* _What you have to do_
The output is a word-for-word repeat of the listing below, free of images.

* _Working data_
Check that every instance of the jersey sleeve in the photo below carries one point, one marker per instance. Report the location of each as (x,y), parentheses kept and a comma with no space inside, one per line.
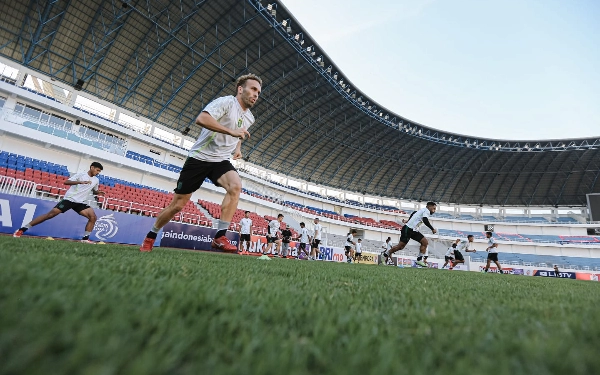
(75,177)
(219,107)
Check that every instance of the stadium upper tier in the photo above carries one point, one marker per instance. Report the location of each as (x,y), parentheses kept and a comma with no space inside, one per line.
(166,60)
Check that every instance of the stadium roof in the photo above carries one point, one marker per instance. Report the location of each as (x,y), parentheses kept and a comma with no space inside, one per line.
(165,60)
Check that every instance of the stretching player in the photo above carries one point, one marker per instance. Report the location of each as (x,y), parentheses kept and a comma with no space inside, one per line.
(408,232)
(225,122)
(80,186)
(492,250)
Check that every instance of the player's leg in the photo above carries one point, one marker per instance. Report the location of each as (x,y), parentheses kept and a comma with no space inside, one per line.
(230,180)
(62,207)
(89,214)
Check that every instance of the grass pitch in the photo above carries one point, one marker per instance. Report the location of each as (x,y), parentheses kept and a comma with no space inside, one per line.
(71,308)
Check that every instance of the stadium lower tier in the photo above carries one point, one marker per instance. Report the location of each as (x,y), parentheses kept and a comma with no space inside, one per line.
(126,196)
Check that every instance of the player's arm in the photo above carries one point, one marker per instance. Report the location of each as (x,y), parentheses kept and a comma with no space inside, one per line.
(237,154)
(428,224)
(208,122)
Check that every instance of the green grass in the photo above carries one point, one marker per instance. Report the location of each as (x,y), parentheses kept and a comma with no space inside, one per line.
(70,308)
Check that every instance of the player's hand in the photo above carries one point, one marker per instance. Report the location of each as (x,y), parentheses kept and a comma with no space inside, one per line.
(237,154)
(240,133)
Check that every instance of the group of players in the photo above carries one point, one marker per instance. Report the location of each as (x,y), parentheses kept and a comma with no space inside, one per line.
(278,240)
(224,124)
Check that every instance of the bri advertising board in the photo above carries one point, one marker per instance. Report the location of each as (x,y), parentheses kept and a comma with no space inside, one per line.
(113,227)
(184,236)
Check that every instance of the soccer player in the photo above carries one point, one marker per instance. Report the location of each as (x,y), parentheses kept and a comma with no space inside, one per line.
(349,243)
(245,231)
(449,256)
(467,246)
(303,240)
(272,239)
(358,254)
(80,186)
(492,250)
(408,232)
(316,239)
(225,122)
(286,235)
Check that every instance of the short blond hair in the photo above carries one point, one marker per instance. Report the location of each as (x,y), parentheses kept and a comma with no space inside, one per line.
(241,81)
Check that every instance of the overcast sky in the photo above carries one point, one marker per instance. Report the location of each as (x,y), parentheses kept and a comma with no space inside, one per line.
(500,69)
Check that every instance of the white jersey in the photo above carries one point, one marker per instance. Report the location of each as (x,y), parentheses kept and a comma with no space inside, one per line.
(79,193)
(317,230)
(245,225)
(417,219)
(303,235)
(274,227)
(213,146)
(491,247)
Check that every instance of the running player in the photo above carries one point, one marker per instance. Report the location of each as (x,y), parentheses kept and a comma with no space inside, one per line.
(467,246)
(225,122)
(492,250)
(316,239)
(408,232)
(272,239)
(358,254)
(245,231)
(449,256)
(80,186)
(303,240)
(349,243)
(286,235)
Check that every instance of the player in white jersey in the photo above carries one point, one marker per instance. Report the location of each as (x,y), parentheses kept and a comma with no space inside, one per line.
(304,240)
(349,244)
(316,239)
(466,246)
(410,231)
(492,250)
(245,231)
(272,238)
(225,122)
(81,184)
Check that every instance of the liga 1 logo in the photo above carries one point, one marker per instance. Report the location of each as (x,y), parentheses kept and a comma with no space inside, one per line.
(106,227)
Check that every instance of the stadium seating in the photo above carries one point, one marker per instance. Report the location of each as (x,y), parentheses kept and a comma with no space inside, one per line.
(151,161)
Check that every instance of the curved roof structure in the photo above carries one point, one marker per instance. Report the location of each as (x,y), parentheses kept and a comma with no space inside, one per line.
(165,60)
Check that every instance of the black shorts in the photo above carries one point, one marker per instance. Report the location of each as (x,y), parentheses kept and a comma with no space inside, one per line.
(195,171)
(408,234)
(66,205)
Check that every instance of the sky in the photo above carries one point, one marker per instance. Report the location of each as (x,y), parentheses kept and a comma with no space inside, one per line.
(525,70)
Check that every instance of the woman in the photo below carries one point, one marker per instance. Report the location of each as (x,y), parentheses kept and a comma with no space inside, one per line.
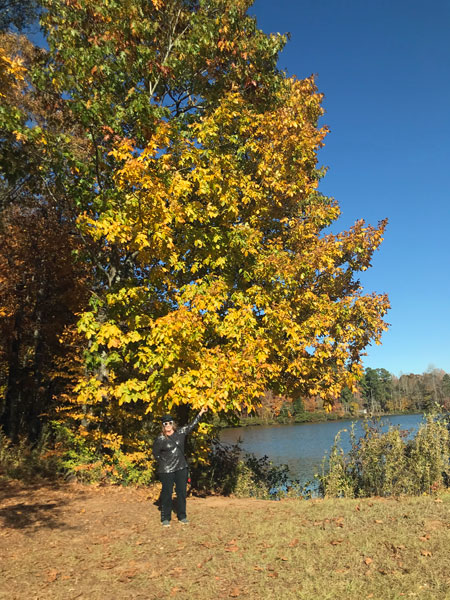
(172,468)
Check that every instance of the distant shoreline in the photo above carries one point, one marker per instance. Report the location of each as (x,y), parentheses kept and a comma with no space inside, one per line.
(313,417)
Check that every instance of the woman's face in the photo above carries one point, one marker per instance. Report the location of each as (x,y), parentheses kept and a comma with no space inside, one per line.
(168,427)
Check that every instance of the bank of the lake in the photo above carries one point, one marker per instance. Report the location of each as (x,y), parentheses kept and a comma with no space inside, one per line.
(73,541)
(302,446)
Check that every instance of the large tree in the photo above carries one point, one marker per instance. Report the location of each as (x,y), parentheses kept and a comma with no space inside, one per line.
(41,286)
(216,278)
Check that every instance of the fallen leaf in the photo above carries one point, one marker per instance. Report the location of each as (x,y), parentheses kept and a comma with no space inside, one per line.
(128,574)
(346,570)
(52,575)
(175,590)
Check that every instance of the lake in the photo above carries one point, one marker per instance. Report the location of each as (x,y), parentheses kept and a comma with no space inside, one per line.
(302,446)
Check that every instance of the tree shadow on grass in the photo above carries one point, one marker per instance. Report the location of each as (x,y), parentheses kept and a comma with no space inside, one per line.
(26,516)
(25,506)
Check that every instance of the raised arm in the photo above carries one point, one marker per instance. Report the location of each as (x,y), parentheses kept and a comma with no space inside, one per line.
(193,424)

* _Task output_
Check that every instance of the jersey sleeve in the photo below carries one point, one marker per instance. Report the location of each as (x,y), parentheses kept and a comma with no space inside, one per line.
(75,177)
(219,107)
Check that every instance of the stadium upper tier in the photo above carries one point, one marker per instance. Report the location of each as (x,y), parentheses kept and a comma with no space inside, one per line.
(166,60)
Check that every instance of the stadium roof in the photo above carries one point, one marker per instance. Report the location of each as (x,y), parentheses kept and a comma with no space inside, one per line.
(165,60)
Check that every instance of the stretching player in the photo above carries one point, one marker per instance. Report the location of each as (x,y), parentheses kept and a comma with no space inside, one per line.
(408,232)
(225,122)
(80,186)
(492,250)
Check that every instance of the player's leg in the photo above carries one point, one marker per instance. Report the location of each as (x,y), parentheses kept and a comma with no space inside, one per line.
(230,180)
(62,207)
(89,214)
Check that every instance of the grass pitch in the photo above carries one point, one marker per instance. Report the location of each as (x,y), parentheses kept and a comma with no space inside, one per line.
(71,308)
Check that every instance of the stadium lower tier in the photo above carries one point, one marker per instance. Report the location of each as (x,y), parentheses kept and a comma with no space inside, one per line.
(126,196)
Check that every instance of the player's arm in the photo above carries one point, one marker per instance. Report the location of each as (x,y), parentheses kept and a comma with no space inside, one per line.
(237,154)
(428,224)
(208,122)
Check that every instance of the green grass in the photo above carries one point, one marker per instance. Report the location of each as (x,y), parentheses kept and a comma with no space inside, one per line.
(70,308)
Check that every instance of the player's hand in the photo above carries one point, one marker per instance. Report the location of each as (x,y), parentheses kept and a comma with no space inside, one per line.
(237,154)
(240,133)
Check that every instance of the group of players in the photo above carries one point, one marker per instance. Report the location of each as (x,y), parentheses kept and a comma with no space inside, one per line.
(278,240)
(224,124)
Check that every instance of the bri advertising board in the photo above carries one point, one marker per instance. Report the location of each as (x,y), parentheses kept and a comma with no space inside, one per line.
(113,227)
(184,236)
Check that every instance of the soccer player in the photo above carries one point, one marker per instance. Report the location of each as (x,y), parentheses kept and a comma with no space inside, one per line.
(349,243)
(245,231)
(449,256)
(467,246)
(303,240)
(272,239)
(358,254)
(80,186)
(492,250)
(408,232)
(316,239)
(225,122)
(286,235)
Check that every instance of the short blond hair in the photo above carries one point, one marker per instance. Report the location of each as (x,y), parentheses kept and a comma with no space inside, one per line.
(241,81)
Check that every instance of the overcast sky in the photo above carries one point, one marker per instance. Report the location of each as (x,y), parentheses kept and a comma with no space inside, one per line.
(500,69)
Check that every instance of the white jersey in the photo above carries one point, one marker per instance. Report the location of each as (x,y), parentheses kept and a comma with no space inside, one per line.
(79,193)
(317,230)
(245,225)
(417,219)
(303,235)
(274,227)
(213,146)
(491,247)
Check that every instance of the running player in the photo above carries one point, one marker per instance. Report the location of each as (x,y), parentheses kept and a comma with no space inside, one per line.
(467,246)
(225,122)
(492,250)
(316,239)
(408,232)
(272,239)
(358,254)
(245,231)
(449,256)
(80,186)
(303,240)
(349,243)
(286,235)
Check that every instance of the player in white jersey in the photo above carries one point, one marker per instance. Report the location of each as (x,y), parentheses kept and a comma with no space inside, one per line.
(304,240)
(349,244)
(316,239)
(466,246)
(410,231)
(492,250)
(245,231)
(272,238)
(225,122)
(81,184)
Check that every instance of the liga 1 logo in the photo above carries one point, one marker per instance. Report the location of each as (x,y), parentheses kept and a comma with no space inside, one per line.
(106,227)
Check that every instance of the stadium seating in the photo above carries one point, one marker per instance. Report the location of each as (x,y), parentheses kept and a comma with no space inside, one per line.
(151,161)
Check that every instance of the curved roof structure in the photo above carries one point, one marker per instance. Report the location of each as (x,y), parentheses kept and a comma with no space inside, one per line.
(165,60)
Check that every instance of the black shorts in the photo above carries one point, one marker per instance. Report the location of each as (x,y), parentheses kept and a comma with no space inside, one per line.
(195,171)
(408,234)
(66,205)
Check that every instance of the sky in the photo above carries one point, one marker per instance. Report the location of each as (x,y), parentheses kept and a comma with no space inside, one per line.
(525,70)
Check that every instance of the woman in the photo below carries one point, one marker per instance. Report the location of each as (x,y), parentheses kept and a comma with no space inside, one per line.
(172,468)
Check that every instance of the distant shoreline in the photo above carries one point, one marker per instance. Report the location of each as (x,y), parentheses kept and a comma with no space inside, one per line.
(313,417)
Check that every instance of the woman's face in the photo above carries one point, one marker per instance. Report the location of each as (x,y), parentheses kept and a comma with no space inside, one per line.
(168,427)
Check that every instance of the bank of the lake in the photo above carries one point, one marker per instance. Report the location of each as (x,y), parentheses kept and a comma with no space inside, one per line.
(73,541)
(302,446)
Check that every instance of the large tree in the photo above carries one point, one marker per instance. Report the location of each as (x,y), parentheses kept and a comma with no space inside, one per line.
(41,286)
(216,278)
Check that every instance of the fallen leaf in the photo above carries one point, one marker per instance. Report the location of each as (x,y), parentheses kept and a comma with no space inside, one per line.
(128,574)
(346,570)
(52,575)
(175,590)
Check that every instance of the lake in the photo above carries one point, one marker per instance. Report the location of each as (x,y), parentheses kept and a comma with no space inside, one per line.
(302,446)
Check that every instance of the tree shadow on grass in the photo above carries one point, one marker per instance. Report the location of each as (x,y), parentheses kept and a comma with no space inside, one per line.
(26,516)
(25,506)
Check that every instance of the raised arm in the photo above carries one point, one marker per instance. Report the location of each as (x,y), parentheses kept and a comma with no space inside, one per line.
(193,424)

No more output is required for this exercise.